### [PROBLEM REQUIREMENTS]
Write out the items below word for word, from the line containing "of the black" through the line containing "[(187, 104), (182, 105), (182, 115), (191, 116), (191, 107)]", with both of those lines included.

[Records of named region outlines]
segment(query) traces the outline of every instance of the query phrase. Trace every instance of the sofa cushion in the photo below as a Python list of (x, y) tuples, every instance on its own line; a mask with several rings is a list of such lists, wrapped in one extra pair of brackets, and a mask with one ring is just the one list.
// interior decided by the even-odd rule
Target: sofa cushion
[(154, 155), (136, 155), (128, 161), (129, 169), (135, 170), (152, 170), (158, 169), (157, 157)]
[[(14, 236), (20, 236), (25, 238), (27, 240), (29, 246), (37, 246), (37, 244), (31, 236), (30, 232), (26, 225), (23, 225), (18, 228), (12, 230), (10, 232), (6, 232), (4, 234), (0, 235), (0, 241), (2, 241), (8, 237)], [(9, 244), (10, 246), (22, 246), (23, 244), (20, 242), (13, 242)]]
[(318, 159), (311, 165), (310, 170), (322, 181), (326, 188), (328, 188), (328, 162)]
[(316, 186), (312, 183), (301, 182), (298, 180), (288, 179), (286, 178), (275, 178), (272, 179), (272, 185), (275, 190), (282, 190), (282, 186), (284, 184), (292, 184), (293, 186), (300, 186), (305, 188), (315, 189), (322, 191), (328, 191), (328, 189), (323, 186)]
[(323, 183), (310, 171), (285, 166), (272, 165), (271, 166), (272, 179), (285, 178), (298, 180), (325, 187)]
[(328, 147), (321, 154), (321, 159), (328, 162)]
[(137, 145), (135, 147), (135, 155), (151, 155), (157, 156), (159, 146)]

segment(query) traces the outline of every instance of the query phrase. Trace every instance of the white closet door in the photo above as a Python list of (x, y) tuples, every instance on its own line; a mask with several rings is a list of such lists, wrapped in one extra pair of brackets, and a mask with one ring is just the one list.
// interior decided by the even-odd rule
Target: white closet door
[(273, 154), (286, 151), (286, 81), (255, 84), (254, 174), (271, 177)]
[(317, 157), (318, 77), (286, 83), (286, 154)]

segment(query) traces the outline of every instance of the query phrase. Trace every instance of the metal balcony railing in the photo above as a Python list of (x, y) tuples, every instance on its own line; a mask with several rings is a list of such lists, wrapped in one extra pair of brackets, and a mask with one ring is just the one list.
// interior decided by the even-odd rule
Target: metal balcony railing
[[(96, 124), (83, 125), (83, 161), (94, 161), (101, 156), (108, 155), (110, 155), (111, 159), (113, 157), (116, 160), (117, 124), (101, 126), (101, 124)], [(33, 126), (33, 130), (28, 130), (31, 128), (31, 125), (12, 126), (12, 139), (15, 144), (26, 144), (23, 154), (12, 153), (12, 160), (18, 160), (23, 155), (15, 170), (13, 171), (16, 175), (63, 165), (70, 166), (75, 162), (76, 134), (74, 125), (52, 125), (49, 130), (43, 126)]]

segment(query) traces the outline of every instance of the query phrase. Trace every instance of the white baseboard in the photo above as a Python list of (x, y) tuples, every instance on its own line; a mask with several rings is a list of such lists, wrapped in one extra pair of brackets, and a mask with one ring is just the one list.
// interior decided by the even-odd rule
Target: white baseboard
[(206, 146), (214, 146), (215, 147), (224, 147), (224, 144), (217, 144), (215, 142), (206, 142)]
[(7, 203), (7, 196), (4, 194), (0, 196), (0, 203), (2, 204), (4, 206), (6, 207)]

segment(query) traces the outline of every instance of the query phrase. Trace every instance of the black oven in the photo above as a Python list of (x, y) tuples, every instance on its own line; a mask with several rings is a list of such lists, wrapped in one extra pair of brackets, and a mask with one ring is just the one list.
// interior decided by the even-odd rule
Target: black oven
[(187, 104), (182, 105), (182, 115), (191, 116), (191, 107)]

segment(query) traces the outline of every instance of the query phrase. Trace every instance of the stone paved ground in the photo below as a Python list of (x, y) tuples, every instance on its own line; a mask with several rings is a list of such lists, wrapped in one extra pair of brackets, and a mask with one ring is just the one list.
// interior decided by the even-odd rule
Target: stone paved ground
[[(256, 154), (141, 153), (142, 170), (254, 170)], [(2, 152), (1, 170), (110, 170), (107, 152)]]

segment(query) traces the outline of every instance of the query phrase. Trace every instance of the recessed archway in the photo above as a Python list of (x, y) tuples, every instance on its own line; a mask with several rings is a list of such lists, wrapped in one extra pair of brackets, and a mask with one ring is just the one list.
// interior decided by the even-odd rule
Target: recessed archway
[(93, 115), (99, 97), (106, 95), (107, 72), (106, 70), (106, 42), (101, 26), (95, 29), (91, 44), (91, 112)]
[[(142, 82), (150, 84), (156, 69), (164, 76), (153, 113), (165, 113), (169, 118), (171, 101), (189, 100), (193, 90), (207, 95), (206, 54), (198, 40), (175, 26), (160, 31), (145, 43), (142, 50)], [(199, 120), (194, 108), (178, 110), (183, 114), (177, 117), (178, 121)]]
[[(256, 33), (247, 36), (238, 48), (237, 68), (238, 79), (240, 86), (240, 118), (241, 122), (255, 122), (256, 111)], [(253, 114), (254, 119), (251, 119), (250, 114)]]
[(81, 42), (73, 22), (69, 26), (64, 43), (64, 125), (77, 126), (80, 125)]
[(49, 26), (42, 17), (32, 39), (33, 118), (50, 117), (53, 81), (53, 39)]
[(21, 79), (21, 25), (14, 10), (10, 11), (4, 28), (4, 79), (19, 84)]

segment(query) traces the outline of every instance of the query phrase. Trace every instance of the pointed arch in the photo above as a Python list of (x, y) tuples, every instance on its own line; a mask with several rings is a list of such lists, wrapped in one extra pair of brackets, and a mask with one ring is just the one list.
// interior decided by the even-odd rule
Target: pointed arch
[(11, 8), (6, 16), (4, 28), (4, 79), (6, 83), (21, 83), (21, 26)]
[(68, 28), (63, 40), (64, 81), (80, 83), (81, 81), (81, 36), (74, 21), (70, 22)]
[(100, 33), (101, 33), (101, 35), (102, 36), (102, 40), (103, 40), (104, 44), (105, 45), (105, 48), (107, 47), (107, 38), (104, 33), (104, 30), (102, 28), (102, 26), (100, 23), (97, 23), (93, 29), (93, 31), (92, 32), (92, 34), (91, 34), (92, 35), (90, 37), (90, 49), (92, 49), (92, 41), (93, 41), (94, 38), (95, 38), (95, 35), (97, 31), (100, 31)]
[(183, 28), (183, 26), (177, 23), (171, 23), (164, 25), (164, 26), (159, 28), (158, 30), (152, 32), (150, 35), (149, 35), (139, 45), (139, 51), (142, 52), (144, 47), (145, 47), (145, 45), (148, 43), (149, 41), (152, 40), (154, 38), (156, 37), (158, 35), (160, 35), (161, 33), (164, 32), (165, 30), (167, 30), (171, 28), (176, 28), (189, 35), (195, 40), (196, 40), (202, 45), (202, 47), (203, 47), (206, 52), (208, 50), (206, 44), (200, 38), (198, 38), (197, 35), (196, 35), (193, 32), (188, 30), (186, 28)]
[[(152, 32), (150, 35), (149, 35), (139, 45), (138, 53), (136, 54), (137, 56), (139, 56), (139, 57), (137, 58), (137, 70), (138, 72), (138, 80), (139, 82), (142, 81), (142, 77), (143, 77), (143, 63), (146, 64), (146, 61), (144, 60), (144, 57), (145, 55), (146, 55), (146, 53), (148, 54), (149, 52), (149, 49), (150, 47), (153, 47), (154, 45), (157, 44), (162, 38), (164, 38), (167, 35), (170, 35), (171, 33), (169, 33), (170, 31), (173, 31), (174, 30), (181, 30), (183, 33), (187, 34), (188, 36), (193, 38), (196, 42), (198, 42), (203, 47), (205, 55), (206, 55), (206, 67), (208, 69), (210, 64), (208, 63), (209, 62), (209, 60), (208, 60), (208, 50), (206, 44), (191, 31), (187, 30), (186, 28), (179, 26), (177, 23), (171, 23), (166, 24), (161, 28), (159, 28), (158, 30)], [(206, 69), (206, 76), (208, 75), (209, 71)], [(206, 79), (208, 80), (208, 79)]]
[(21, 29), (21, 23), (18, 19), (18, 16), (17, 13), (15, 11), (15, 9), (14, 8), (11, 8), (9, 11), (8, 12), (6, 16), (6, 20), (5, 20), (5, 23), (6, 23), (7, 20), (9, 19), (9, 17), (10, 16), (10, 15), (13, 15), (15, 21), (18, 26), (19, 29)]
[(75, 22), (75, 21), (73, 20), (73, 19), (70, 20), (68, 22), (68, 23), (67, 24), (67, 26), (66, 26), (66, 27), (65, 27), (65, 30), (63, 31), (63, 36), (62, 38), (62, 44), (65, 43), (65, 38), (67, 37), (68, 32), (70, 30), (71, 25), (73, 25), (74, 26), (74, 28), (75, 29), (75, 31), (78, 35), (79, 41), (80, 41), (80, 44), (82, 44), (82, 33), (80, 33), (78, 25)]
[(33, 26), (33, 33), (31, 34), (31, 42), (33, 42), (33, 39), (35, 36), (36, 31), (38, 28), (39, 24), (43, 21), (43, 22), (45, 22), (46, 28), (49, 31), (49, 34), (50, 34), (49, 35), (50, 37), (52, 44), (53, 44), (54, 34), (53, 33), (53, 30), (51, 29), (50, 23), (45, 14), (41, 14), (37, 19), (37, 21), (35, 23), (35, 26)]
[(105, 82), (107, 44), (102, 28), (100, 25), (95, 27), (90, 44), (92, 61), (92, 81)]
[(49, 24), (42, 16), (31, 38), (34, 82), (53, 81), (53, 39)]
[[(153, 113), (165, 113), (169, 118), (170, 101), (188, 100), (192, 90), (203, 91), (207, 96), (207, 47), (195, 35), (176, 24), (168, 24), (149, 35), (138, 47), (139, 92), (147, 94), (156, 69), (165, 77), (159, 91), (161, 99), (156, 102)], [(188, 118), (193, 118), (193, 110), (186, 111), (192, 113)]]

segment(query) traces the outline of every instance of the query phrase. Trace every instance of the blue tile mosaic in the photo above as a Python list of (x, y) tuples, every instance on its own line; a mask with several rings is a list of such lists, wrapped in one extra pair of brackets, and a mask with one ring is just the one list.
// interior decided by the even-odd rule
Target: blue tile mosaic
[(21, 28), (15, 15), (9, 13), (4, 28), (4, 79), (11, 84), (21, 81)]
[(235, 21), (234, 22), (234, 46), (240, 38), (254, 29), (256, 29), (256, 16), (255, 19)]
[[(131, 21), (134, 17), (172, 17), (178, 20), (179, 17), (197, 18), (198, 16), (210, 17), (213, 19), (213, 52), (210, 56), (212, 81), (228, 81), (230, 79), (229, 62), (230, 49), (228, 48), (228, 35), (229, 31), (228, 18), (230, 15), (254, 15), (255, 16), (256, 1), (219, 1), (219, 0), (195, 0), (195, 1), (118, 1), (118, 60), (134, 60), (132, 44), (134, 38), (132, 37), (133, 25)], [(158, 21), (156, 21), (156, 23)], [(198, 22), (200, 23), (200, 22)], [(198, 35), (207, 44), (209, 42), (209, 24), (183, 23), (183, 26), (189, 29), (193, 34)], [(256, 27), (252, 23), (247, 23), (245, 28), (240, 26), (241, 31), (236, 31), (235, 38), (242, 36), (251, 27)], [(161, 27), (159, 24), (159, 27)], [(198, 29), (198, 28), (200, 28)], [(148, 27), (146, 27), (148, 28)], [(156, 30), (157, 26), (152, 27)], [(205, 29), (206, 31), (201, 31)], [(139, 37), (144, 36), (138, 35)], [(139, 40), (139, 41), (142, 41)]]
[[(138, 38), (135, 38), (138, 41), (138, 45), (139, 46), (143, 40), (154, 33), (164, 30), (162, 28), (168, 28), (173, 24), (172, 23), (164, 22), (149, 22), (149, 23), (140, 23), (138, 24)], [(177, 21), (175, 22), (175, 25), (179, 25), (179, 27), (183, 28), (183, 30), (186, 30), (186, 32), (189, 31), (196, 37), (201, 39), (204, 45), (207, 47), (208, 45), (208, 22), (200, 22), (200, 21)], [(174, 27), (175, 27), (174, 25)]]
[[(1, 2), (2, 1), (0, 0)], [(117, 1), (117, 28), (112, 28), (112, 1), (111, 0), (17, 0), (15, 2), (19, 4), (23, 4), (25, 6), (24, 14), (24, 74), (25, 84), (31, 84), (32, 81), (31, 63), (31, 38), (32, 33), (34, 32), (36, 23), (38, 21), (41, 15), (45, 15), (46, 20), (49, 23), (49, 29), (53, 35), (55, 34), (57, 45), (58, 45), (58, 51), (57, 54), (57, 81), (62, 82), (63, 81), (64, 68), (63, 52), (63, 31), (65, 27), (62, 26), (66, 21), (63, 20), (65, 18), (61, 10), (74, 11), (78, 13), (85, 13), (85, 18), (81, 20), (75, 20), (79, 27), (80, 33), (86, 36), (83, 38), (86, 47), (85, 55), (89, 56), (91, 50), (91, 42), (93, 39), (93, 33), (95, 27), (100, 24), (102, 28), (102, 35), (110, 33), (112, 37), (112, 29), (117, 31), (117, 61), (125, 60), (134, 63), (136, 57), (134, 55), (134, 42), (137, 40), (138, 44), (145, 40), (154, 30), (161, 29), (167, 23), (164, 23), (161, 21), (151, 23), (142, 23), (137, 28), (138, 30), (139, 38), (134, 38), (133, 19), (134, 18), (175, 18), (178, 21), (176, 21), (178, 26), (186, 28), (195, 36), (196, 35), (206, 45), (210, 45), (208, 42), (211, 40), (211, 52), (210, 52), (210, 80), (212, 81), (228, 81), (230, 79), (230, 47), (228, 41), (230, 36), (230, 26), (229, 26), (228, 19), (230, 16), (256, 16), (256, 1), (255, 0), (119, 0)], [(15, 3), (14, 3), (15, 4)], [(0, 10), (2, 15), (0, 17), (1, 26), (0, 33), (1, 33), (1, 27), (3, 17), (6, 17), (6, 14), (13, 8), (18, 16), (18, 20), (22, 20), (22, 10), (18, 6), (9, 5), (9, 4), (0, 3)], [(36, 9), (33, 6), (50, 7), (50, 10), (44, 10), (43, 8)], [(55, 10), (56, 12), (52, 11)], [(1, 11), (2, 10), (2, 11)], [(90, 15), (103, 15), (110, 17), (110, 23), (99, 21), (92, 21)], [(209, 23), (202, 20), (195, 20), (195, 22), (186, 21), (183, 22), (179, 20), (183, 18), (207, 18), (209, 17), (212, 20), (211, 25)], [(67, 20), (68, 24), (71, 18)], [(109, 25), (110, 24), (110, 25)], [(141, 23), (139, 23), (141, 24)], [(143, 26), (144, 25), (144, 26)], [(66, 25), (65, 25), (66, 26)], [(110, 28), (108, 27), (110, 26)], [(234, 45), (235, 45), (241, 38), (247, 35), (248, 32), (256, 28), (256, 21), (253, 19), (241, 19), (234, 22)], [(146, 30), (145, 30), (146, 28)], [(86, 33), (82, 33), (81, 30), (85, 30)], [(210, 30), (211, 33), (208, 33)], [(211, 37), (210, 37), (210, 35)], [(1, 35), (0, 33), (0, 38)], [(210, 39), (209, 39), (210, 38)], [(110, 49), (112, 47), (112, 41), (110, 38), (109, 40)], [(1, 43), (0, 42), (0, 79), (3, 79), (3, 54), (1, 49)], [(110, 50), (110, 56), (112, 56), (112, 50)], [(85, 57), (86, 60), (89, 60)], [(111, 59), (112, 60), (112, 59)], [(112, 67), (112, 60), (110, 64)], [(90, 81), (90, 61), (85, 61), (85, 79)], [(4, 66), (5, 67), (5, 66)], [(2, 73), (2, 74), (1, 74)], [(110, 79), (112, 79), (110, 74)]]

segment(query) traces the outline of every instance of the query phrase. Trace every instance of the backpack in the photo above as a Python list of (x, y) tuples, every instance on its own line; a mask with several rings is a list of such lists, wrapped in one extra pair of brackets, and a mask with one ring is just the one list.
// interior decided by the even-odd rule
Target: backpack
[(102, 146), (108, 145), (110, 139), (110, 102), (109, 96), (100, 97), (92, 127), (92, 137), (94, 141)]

### [ANSWER TO THIS EXERCISE]
segment(query) traces the outline of every instance of the query phrase. Trace every instance of the black oven in the photo above as a Python list of (x, y) tuples, every instance on its own line; a mask with several rings is a list of such lists, wrapped in one extra pair of brackets, and a mask with one ring is just the one list.
// interior decided by the even-odd rule
Target: black oven
[(187, 104), (182, 105), (182, 115), (191, 116), (191, 107)]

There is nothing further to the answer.